** What to work on **
Nothing but the data below, returned exactly, should appear in the answer.

** Exercise input **
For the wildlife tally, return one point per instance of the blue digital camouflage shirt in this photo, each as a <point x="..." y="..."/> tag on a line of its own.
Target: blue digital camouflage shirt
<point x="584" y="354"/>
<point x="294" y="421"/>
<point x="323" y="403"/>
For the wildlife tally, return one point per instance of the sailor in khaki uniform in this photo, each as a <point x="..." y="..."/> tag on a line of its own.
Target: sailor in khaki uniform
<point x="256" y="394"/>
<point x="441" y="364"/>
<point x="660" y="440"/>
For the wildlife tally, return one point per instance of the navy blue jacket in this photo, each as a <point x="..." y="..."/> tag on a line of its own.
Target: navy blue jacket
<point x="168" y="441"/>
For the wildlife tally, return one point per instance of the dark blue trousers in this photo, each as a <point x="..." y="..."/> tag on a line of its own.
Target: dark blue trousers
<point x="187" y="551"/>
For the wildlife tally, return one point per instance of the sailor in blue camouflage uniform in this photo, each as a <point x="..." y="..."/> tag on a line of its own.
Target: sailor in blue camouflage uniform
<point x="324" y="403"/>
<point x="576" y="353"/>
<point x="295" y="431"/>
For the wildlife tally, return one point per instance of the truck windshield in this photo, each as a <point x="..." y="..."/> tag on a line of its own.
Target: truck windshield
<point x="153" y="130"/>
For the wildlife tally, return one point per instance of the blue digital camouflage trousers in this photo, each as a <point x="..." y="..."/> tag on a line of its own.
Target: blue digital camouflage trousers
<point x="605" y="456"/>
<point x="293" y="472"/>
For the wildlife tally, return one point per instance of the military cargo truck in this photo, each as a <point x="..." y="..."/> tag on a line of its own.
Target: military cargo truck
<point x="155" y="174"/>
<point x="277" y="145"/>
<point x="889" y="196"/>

** Solution to the exercise **
For the wildlife tally, return one point per instance of the blue digital camouflage shirt in this photo, each as a <point x="..." y="..."/> tag on a line of its own.
Target: blue digital camouflage shirt
<point x="584" y="354"/>
<point x="294" y="421"/>
<point x="323" y="403"/>
For the wildlife tally, return one point per instance of the sailor in khaki uniform in this photo, each as a <point x="..." y="..."/> tag on a line of its own.
Target: sailor in khaki uniform
<point x="256" y="394"/>
<point x="441" y="364"/>
<point x="660" y="440"/>
For the wildlife tally, return one point per instance of the navy blue jacket in this photo, each as a <point x="..." y="..."/> tag on a line of its own.
Target: navy blue jacket
<point x="168" y="441"/>
For the wildlife tally, return one point per instance of the dark blue trousers in this photo, each as a <point x="..." y="..."/> tag on a line of its own.
Target: dark blue trousers
<point x="187" y="551"/>
For the wildlife tally, return one point per instance of the sailor in blue camouflage uniform in this photo, each as a <point x="..." y="..."/> tag on a line of its own.
Target: sailor in blue camouflage uniform
<point x="324" y="403"/>
<point x="576" y="353"/>
<point x="295" y="431"/>
For the wildlife tally, return one point per instance of the truck windshield in this photo, each as a <point x="..." y="..."/> tag on a line of its own.
Target: truck windshield
<point x="153" y="130"/>
For the wildlife tally, return one point per instance of the blue digital camouflage trousers in this photo, each as a <point x="..." y="..."/> tag on a line of its own.
Target: blue digital camouflage trousers
<point x="605" y="456"/>
<point x="293" y="472"/>
For the wildlife tally, return one point per instance of the military cargo truck in this photo, each as a <point x="..." y="..."/> tag on a line of its own.
Target: military cargo truck
<point x="155" y="174"/>
<point x="277" y="145"/>
<point x="889" y="196"/>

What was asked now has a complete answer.